Items from a data source:

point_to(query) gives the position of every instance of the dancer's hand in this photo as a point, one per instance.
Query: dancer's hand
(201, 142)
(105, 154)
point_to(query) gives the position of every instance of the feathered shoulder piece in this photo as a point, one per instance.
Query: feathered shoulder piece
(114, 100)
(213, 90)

Work instructions: Reproduce the final stretch of the data above: every line from the one holding "of the feathered" through the end, inclusive, exactly as written and nothing else.

Answer below:
point_to(query) gives the position of every instance of the feathered shoulder piece in this photo as a point, one per instance.
Query: feathered shoulder piece
(114, 100)
(213, 90)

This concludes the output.